━━━━━ SUPPLIED RECORDS

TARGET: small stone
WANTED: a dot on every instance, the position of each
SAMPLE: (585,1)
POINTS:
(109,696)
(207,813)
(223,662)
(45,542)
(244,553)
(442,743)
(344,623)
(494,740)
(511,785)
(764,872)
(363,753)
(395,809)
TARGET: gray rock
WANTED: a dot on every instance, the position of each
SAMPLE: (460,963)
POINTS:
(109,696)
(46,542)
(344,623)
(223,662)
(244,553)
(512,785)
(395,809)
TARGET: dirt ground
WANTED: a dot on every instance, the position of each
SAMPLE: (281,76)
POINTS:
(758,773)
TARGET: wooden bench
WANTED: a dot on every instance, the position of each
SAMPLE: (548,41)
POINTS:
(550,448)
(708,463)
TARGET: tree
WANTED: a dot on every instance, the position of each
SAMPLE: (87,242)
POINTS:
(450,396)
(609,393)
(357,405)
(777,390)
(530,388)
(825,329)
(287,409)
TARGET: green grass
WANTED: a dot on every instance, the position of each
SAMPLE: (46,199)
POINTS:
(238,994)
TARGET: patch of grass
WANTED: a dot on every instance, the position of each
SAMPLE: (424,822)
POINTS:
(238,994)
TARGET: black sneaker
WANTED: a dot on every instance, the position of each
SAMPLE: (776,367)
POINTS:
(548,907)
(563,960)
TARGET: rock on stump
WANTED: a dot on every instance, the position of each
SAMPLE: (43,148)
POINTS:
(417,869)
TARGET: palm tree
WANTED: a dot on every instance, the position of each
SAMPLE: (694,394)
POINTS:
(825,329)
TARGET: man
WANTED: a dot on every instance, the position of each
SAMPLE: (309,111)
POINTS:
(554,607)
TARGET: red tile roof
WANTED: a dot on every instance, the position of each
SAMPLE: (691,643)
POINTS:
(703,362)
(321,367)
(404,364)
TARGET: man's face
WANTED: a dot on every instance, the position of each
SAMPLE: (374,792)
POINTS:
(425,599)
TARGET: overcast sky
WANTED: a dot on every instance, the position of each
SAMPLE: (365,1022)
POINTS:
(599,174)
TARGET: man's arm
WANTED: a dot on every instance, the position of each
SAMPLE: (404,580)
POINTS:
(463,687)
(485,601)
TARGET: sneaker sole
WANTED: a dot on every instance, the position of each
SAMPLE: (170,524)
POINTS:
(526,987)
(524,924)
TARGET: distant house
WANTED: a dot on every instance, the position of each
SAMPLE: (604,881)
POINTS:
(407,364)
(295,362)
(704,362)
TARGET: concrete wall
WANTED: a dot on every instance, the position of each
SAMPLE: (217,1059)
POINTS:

━━━━━━━━━━

*WHAT TO PRODUCE*. Reproduce the listing from the line with "TARGET: black sneaker" through the end of the listing, requests included, and give only those lines. Scale every point coordinate in the answers by 0.7 and round to whole numbers, halves up, leaving the requests and their sample coordinates unchanged.

*EXERCISE ANSWER*.
TARGET: black sneaker
WANTED: a dot on every instance, the position of each
SAMPLE: (776,367)
POINTS:
(384,635)
(394,672)
TARGET: rock on stump
WANTED: a dot on every instance, the position of each
SAMPLE: (43,148)
POINTS:
(292,608)
TARGET: palm tree
WANTED: a dot on every instance, the position of each
SAMPLE: (694,394)
POINTS:
(578,230)
TARGET: man
WANTED: a dot on every instance, the position of each
SAMPLE: (309,111)
POINTS:
(388,425)
TARGET: red tile roof
WANTED: a dot on every instance, the position of each
SAMPLE: (691,643)
POINTS:
(492,253)
(225,257)
(283,255)
TARGET: man's face
WANTED: a dot on every instance, the position of each
SAMPLE: (374,792)
POINTS:
(298,419)
TARGET: overcast sky
WANTED: a dot on every instance, the position of each
SAMPLE: (365,1022)
POINTS:
(419,122)
TARGET: man's arm
WANTED: a dot on every instance, the position of each
SAMPLE: (404,580)
POINTS:
(324,481)
(340,421)
TARGET: sneaker sole
WANTED: a dot on every instance, the position of each
SAMPLE: (170,524)
POINTS:
(368,691)
(367,647)
TARGET: distant house
WANTED: a dot on every instance, the position of each
SAMPLE: (604,881)
POINTS:
(285,255)
(207,253)
(493,253)
TARGET: concrete wall
WANTED: a dot on every instance, the position of each
SAMPLE: (217,1059)
POINTS:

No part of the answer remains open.